_SET TASK_.
How many lines in the records below contain the word "table"? Give only the number.

_Pointing dataset records_.
______________________________

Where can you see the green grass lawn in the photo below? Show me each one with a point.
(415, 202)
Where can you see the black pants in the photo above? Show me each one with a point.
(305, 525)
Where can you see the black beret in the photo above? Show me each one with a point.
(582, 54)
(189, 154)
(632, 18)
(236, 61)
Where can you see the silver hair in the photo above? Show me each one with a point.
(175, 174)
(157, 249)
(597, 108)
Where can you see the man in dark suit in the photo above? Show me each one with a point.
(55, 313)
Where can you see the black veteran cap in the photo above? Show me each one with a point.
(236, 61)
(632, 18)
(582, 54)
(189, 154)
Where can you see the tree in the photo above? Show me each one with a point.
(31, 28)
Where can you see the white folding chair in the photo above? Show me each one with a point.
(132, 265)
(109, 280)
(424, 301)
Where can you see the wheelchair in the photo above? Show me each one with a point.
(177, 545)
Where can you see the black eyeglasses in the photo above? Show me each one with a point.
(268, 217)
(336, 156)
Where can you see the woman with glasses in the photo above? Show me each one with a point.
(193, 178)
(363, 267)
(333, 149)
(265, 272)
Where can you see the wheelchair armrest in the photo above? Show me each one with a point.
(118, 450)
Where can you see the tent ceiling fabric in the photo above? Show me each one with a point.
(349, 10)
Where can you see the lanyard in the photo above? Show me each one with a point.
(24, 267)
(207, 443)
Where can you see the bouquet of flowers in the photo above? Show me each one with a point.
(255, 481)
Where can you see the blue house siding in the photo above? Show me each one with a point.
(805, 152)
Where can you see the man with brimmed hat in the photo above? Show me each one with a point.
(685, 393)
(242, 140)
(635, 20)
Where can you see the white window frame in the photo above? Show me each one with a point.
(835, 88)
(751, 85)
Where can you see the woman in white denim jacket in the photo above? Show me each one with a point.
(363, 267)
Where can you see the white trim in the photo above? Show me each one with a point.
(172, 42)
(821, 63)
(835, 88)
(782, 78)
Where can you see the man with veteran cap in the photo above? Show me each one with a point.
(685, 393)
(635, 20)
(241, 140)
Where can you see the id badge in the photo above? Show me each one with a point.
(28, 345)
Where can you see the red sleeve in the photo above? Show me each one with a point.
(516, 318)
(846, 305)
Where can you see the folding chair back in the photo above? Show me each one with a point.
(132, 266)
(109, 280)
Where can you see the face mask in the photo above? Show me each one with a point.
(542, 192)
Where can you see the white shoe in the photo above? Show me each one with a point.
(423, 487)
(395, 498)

______________________________

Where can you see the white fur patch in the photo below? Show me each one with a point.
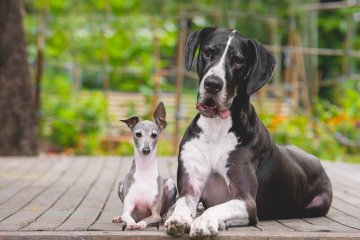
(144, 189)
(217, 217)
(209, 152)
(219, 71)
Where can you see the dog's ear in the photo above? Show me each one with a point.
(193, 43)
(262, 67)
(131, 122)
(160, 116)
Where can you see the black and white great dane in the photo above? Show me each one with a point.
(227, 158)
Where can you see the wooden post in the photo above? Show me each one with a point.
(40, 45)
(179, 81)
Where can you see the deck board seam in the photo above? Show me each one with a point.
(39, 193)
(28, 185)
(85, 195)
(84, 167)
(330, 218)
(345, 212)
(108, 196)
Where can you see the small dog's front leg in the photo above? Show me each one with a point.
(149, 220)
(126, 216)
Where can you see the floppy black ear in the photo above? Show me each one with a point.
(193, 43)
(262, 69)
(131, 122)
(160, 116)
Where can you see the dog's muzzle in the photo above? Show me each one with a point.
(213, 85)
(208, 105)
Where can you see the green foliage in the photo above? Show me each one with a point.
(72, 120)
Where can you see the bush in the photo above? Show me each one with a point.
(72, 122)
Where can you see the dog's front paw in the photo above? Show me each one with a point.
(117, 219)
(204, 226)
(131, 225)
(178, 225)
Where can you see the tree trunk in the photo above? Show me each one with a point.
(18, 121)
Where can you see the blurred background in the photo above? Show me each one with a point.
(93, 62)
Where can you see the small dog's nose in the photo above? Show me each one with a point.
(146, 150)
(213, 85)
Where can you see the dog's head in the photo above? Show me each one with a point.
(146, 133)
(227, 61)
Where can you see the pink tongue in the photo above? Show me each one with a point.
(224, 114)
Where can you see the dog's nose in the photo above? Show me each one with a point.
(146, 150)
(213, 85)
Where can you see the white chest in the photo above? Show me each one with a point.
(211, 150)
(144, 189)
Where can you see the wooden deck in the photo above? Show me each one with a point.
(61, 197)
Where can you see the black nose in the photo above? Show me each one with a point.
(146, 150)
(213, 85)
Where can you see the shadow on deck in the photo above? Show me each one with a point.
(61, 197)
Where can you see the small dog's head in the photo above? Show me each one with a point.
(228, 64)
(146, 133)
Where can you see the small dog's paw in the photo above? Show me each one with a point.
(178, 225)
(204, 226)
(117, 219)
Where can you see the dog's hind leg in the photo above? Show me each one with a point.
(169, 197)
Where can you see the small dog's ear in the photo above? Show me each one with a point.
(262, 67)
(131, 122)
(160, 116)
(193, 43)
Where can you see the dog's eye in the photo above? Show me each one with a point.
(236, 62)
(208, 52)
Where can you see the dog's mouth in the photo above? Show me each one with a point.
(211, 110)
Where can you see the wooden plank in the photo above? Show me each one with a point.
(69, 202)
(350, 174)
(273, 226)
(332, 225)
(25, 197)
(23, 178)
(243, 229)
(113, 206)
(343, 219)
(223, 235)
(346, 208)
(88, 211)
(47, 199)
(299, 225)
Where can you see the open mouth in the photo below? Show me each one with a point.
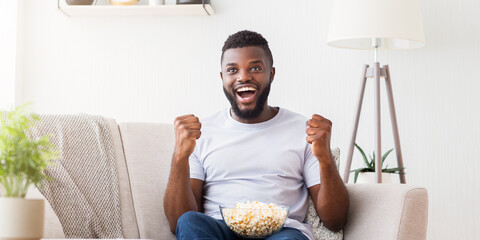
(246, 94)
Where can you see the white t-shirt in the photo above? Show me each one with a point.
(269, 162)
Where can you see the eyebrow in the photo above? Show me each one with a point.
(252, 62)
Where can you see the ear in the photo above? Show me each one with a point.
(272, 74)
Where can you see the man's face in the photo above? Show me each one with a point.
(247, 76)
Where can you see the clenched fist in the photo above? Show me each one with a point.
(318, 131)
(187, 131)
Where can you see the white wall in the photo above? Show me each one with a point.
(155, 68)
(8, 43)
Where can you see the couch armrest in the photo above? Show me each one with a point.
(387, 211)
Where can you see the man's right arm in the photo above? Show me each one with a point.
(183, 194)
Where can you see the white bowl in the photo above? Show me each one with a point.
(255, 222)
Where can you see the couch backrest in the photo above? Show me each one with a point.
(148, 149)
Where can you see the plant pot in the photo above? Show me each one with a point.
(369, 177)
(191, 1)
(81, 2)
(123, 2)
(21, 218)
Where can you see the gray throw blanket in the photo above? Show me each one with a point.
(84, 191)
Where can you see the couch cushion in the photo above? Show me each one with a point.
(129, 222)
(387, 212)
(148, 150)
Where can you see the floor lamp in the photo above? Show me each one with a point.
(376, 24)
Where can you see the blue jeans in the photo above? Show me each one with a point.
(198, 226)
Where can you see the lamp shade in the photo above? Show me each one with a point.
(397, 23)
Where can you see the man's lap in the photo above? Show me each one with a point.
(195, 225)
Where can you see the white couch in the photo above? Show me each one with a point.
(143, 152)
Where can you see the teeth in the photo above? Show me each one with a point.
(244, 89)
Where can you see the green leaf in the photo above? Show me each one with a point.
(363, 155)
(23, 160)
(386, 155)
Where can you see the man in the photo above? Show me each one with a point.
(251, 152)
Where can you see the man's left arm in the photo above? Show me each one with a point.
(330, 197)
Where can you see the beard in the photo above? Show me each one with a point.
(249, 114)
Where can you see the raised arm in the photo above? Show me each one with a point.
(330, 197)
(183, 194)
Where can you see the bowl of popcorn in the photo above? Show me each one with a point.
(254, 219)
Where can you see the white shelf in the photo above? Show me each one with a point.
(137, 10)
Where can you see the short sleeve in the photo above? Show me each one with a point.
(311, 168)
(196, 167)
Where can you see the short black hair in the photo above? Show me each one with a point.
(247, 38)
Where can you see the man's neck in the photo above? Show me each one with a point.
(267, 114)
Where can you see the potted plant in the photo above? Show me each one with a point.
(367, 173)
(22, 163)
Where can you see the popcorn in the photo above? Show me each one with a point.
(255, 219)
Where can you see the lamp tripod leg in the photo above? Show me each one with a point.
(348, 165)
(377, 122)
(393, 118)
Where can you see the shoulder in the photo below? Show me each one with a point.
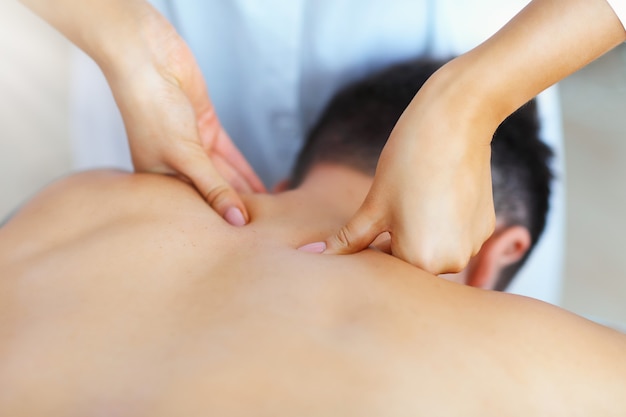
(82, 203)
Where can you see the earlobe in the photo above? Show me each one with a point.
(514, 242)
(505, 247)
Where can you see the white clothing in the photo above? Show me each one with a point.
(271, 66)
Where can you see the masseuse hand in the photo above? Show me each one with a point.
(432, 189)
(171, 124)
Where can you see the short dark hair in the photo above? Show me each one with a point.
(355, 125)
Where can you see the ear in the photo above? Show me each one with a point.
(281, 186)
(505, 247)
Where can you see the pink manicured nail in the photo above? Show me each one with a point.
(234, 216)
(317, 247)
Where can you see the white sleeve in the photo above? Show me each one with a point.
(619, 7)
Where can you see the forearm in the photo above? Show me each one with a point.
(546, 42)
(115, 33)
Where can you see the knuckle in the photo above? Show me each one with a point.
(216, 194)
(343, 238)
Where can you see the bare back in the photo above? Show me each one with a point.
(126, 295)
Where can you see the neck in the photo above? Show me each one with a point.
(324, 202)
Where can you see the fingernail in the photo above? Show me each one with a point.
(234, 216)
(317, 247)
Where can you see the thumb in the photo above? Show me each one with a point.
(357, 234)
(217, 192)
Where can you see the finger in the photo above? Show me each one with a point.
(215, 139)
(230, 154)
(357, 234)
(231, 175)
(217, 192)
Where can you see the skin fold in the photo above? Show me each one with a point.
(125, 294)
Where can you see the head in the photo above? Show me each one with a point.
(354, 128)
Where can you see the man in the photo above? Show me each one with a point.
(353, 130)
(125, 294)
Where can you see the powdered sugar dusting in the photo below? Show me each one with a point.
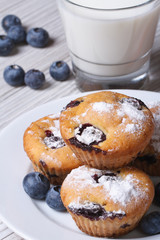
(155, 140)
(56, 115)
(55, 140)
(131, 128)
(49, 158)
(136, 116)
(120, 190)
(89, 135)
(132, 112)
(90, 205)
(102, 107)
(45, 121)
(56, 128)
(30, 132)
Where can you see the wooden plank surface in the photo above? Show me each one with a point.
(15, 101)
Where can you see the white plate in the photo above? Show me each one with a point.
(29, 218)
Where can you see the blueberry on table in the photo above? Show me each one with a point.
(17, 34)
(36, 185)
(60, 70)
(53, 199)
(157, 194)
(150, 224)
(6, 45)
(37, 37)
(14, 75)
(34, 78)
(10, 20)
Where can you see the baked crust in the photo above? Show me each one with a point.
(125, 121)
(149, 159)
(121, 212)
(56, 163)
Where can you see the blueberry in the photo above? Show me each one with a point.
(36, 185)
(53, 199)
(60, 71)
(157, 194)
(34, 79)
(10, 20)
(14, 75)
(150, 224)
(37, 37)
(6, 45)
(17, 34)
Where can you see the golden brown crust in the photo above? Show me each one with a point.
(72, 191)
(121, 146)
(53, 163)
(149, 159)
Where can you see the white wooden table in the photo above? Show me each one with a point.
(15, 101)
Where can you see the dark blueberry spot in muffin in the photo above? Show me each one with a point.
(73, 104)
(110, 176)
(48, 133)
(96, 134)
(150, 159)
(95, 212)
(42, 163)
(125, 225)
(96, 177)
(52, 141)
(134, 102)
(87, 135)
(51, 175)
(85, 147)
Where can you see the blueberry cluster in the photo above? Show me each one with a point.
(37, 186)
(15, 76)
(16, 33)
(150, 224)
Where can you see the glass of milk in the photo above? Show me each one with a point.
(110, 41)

______________________________

_OUTPUT OF THE EXERCISE_.
2